Print out every entry, keeping each line identical to the original.

Dataset excerpts:
________________________

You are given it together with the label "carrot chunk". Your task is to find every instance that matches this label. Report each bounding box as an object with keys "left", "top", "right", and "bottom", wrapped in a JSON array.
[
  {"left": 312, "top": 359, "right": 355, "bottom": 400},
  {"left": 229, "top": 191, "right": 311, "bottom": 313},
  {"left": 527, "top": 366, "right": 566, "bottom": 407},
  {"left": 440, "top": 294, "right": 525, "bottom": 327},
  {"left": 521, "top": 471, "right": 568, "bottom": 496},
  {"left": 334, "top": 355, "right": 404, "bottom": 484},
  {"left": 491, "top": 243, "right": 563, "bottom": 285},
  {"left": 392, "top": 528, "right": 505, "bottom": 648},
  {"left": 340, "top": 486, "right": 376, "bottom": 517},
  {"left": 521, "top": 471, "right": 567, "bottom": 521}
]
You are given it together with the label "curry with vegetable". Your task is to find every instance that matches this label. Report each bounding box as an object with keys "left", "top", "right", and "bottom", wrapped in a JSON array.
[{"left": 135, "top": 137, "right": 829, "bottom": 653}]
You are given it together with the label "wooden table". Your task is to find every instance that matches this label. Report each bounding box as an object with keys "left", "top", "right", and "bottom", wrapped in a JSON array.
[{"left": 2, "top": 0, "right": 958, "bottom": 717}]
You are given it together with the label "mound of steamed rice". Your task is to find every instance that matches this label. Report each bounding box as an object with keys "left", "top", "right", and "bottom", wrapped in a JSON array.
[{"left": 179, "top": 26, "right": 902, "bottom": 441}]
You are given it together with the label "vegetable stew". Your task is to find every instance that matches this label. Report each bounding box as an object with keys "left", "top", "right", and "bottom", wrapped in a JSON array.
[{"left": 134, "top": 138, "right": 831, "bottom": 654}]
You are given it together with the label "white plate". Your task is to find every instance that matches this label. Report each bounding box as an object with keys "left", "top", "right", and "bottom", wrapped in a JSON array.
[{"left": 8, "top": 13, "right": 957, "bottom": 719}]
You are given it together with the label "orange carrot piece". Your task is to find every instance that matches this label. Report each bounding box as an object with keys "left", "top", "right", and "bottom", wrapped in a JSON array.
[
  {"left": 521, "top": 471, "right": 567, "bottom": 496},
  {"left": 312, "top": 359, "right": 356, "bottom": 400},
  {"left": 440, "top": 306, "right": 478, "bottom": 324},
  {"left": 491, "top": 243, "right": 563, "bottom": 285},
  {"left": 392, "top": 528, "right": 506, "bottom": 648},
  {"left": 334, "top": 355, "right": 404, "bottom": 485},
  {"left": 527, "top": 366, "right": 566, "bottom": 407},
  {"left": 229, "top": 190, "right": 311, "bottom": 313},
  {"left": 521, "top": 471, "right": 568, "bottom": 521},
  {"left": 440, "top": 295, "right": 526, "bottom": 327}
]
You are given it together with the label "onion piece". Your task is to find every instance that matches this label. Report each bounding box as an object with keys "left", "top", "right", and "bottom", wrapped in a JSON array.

________________________

Result for this task:
You are given it together with the label "carrot chunk". Your task is to find every instance that matches this label. Report each bounding box as an object with keys "left", "top", "right", and "bottom", wrapped in a JSON array.
[
  {"left": 312, "top": 359, "right": 355, "bottom": 400},
  {"left": 229, "top": 191, "right": 311, "bottom": 313},
  {"left": 527, "top": 366, "right": 566, "bottom": 407},
  {"left": 440, "top": 294, "right": 525, "bottom": 327},
  {"left": 521, "top": 471, "right": 568, "bottom": 496},
  {"left": 334, "top": 355, "right": 404, "bottom": 484},
  {"left": 491, "top": 243, "right": 563, "bottom": 285},
  {"left": 392, "top": 528, "right": 505, "bottom": 648},
  {"left": 340, "top": 486, "right": 376, "bottom": 517},
  {"left": 521, "top": 471, "right": 567, "bottom": 521}
]
You are given it together with the label "curry with vegetable". Your task is to find every instance that matches this label. Report each bounding box as an object with keys "left", "top", "right", and "bottom", wrapped in a JSON array.
[{"left": 135, "top": 137, "right": 829, "bottom": 653}]
You are given it together with the label "wooden table". Your task is to find every instance that matches this label. Report each bounding box as an object with keys "left", "top", "right", and "bottom", wrapped in a JSON array.
[{"left": 2, "top": 0, "right": 958, "bottom": 717}]
You are given it together with the label "mound of steamed rice". Your task is to find every instance that matches this label. Report each bounding box as an object with keys "left", "top", "right", and "bottom", wrapped in a JSON array.
[{"left": 179, "top": 26, "right": 902, "bottom": 441}]
You are given it together with the label "vegetable stew". Your task is to find every instance that matches this label. Report each bounding box as an object with keys "left", "top", "right", and "bottom", wrapped in a JSON array.
[{"left": 134, "top": 138, "right": 831, "bottom": 654}]
You are given it together with the label "white plate". Your task is to find every instance that matches this label. Report each bounding box as an object with keys "left", "top", "right", and "bottom", wrapped in a JSON array.
[{"left": 8, "top": 13, "right": 957, "bottom": 719}]
You are given it together with the label "orange carrot piece". Your task is to find every instance that matches this label. Report each bounding box as an object with keys "left", "top", "right", and "bottom", wrapped in a JSON array.
[
  {"left": 521, "top": 471, "right": 567, "bottom": 496},
  {"left": 312, "top": 359, "right": 356, "bottom": 400},
  {"left": 440, "top": 306, "right": 478, "bottom": 324},
  {"left": 491, "top": 243, "right": 563, "bottom": 285},
  {"left": 392, "top": 528, "right": 506, "bottom": 648},
  {"left": 334, "top": 355, "right": 404, "bottom": 485},
  {"left": 527, "top": 366, "right": 566, "bottom": 407},
  {"left": 229, "top": 190, "right": 311, "bottom": 313},
  {"left": 521, "top": 471, "right": 568, "bottom": 521},
  {"left": 440, "top": 295, "right": 526, "bottom": 327}
]
You are given it together with the label "onion piece". Your task is to find every instance that matches this label. Report each bounding box as an object with keys "left", "top", "right", and "bottom", wrapped in a JSON array.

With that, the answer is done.